INSTRUÇÕES DA TAREFA: Diga se cada afirmação concorda com o acórdão, respondendo sim ou não e citando literalmente as palavras do acórdão que decidem: (a) o recurso foi conhecido e improvido; (b) a relatora do processo é a Desembargadora Eva do Amaral Coelho; (c) o pedido de impronúncia foi acolhido.

TRECHO:

+ + +

Acórdão nº 0800941-59.2022.8.14.0072 do Tribunal de Justiça do Estado do Pará, 3ª Turma de Direito Penal, 30-10-2023

Data de Julgamento30 Outubro 2023
Órgão3ª Turma de Direito Penal
Ano2023
Número do processo0800941-59.2022.8.14.0072
Classe processualRECURSO EM SENTIDO ESTRITO
AssuntoRecurso

RECURSO EM SENTIDO ESTRITO (426) - 0800941-59.2022.8.14.0072

RECORRENTE: GILMAR DOS SANTOS MOREIRA

RECORRIDO: MINISTÉRIO PÚBLICO DO ESTADO DO PARÁ

RELATOR(A): Desembargadora EVA DO AMARAL COELHO

EMENTA

PROCESSO Nº 0800941-59.2022.8.14.0072

RECURSO EM SENTIDO ESTRITO

3ª TURMA DE DIREITO PENAL

RECORRENTE(S): GILMAR DOS SANTOS MOREIRA

RECORRIDO(AS): MINISTÉRIO PÚBLICO ESTADUAL

RELATOR(A): DES(A) EVA DO AMARAL COELHO

RECURSO EM SENTIDO ESTRITO. HOMICÍDIO DOLOSO TENTADO. IMPRONÚNCIA. AUSÊNCIA DE INDÍCIOS MÍNIMOS DE AUTORIA DELITIVA. NÃO ACOLHIMENTO. COMPETÊNCIA DO JÚRI POPULAR. APLICAÇÃO DO “IN DUBIO PRO SOCIETATE”. REVOGAÇÃO DE PRISÃO. FUNDAMENTAÇÃO IDÔNEA. AUSÊNCIA DE ILEGALIDADES. PEDIDO NÃO ACOLHIDO. RECURSO CONHECIDO E IMPROVIDO.

+ + +

DADOS FORNECIDOS:
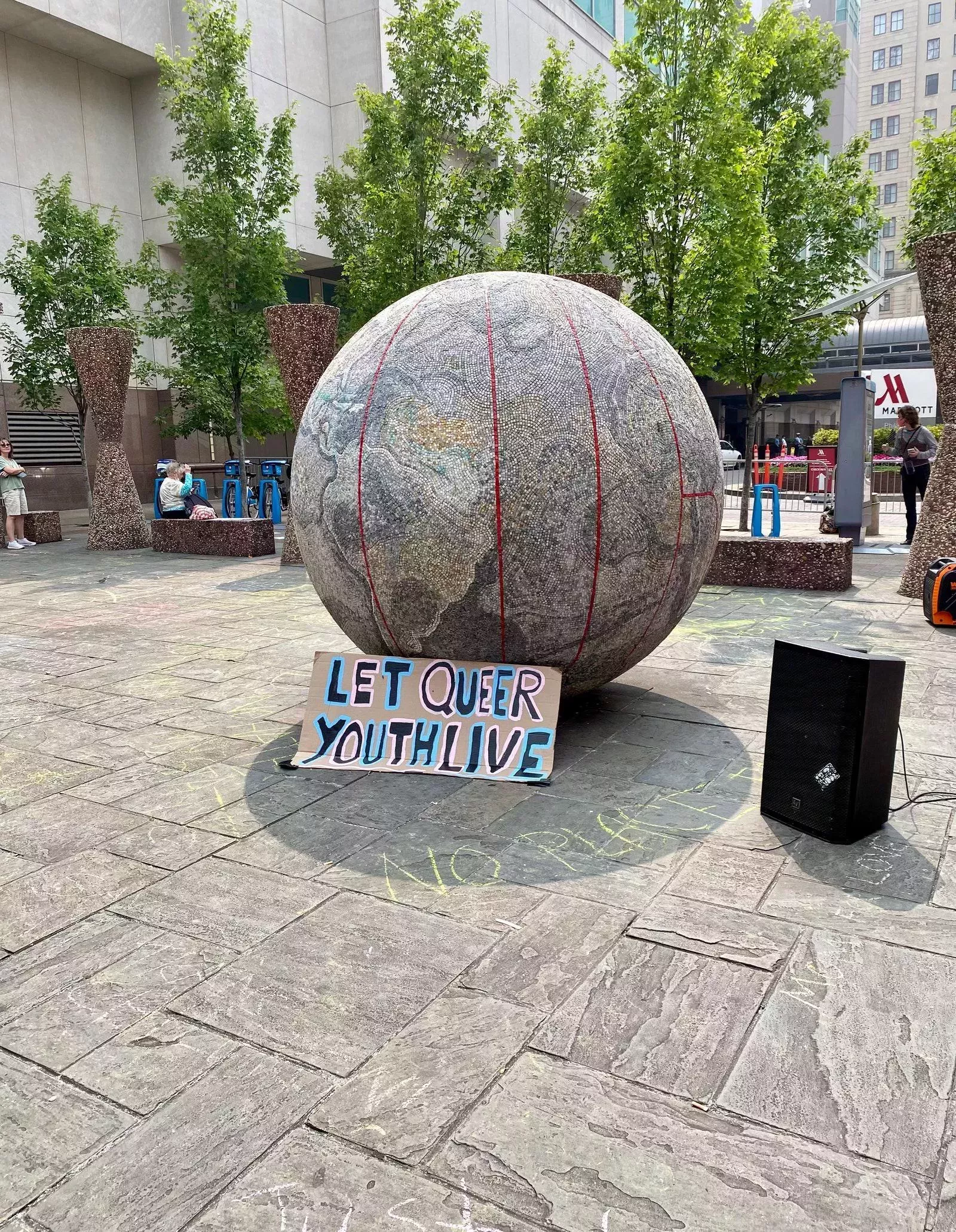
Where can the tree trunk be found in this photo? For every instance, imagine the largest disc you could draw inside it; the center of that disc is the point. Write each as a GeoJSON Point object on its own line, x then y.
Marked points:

+ + +

RESPOSTA:
(a) Sim: "RECURSO CONHECIDO E IMPROVIDO."
(b) Sim: "RELATOR(A): Desembargadora EVA DO AMARAL COELHO"
(c) Não: "IMPRONÚNCIA. AUSÊNCIA DE INDÍCIOS MÍNIMOS DE AUTORIA DELITIVA. NÃO ACOLHIMENTO."